▸ **What you will do**:
Can you rewrite the entries below so that "instance" becomes "occurrence" and nothing else changes?

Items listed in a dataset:
++++++++

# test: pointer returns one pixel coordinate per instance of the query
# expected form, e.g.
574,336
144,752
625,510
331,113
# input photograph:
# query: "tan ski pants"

++++++++

▸ **Result for this exercise**:
# test: pointer returns one pixel coordinate per occurrence of the query
# expected form, e.g.
574,336
144,752
625,510
331,113
# input photograph:
# query: "tan ski pants"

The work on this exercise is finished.